## EXERCISE AIM
In the entries below, which lines run from the one containing "[(152, 279), (525, 169), (247, 567), (531, 515)]" to the one containing "[(16, 226), (64, 80), (496, 413)]"? Copy exactly those lines, ends included, and no others.

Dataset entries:
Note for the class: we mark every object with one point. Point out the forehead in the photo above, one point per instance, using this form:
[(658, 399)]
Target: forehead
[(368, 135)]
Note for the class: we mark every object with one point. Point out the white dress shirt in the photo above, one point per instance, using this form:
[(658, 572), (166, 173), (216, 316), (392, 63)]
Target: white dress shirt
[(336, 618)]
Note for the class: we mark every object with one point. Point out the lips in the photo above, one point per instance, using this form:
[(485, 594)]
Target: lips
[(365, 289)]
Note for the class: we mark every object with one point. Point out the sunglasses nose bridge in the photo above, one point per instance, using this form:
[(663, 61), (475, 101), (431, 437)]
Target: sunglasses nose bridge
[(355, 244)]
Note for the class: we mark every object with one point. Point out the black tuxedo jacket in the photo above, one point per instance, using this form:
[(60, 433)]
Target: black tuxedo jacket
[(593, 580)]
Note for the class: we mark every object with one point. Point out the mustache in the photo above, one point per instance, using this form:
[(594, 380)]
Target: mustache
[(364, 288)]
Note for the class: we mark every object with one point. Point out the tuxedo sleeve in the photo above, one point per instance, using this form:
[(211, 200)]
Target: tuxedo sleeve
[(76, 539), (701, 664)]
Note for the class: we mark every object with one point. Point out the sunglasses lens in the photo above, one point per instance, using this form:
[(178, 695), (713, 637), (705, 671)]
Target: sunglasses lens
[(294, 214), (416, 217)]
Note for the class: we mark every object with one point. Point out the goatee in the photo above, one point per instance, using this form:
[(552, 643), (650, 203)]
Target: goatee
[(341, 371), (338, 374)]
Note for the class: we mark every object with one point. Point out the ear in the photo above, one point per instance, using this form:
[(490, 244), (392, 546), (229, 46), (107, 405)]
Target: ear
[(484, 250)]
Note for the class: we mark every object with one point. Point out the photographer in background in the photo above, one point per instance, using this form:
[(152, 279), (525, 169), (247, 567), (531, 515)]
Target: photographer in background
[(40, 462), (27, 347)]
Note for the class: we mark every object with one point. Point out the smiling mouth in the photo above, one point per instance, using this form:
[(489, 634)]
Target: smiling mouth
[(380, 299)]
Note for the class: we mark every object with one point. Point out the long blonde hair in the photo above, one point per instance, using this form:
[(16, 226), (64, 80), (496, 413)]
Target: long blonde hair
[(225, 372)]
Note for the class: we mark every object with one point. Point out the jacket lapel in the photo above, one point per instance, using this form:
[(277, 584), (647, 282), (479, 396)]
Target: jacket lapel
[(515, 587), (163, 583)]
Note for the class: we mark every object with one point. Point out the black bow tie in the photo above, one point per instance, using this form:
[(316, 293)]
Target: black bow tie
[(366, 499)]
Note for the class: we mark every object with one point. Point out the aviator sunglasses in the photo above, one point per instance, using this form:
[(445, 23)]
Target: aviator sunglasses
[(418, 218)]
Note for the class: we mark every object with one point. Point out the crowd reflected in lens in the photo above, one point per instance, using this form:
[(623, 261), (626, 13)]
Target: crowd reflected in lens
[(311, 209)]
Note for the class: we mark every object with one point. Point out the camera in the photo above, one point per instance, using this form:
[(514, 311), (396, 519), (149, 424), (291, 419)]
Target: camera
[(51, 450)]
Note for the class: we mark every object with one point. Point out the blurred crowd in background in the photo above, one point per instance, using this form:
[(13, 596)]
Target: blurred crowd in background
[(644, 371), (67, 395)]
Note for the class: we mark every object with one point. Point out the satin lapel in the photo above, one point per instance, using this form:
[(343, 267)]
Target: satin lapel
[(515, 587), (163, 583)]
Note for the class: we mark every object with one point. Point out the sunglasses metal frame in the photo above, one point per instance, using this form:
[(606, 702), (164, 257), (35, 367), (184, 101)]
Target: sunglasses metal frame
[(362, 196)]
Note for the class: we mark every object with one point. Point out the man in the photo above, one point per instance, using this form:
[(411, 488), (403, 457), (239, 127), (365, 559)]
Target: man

## RESPONSE
[(152, 279), (525, 169), (247, 567), (531, 515)]
Target: photographer in background
[(40, 462), (27, 347)]
Note for the class: we mark every object with one point. Point out the smiling mouth in the photo above, one point per instance, using this form:
[(489, 634)]
Target: smiling mouth
[(380, 299)]
Note for the class: we mark every object with one point. Point out the long blonde hair in the photo above, one point per instance, using this form:
[(16, 226), (64, 80), (496, 413)]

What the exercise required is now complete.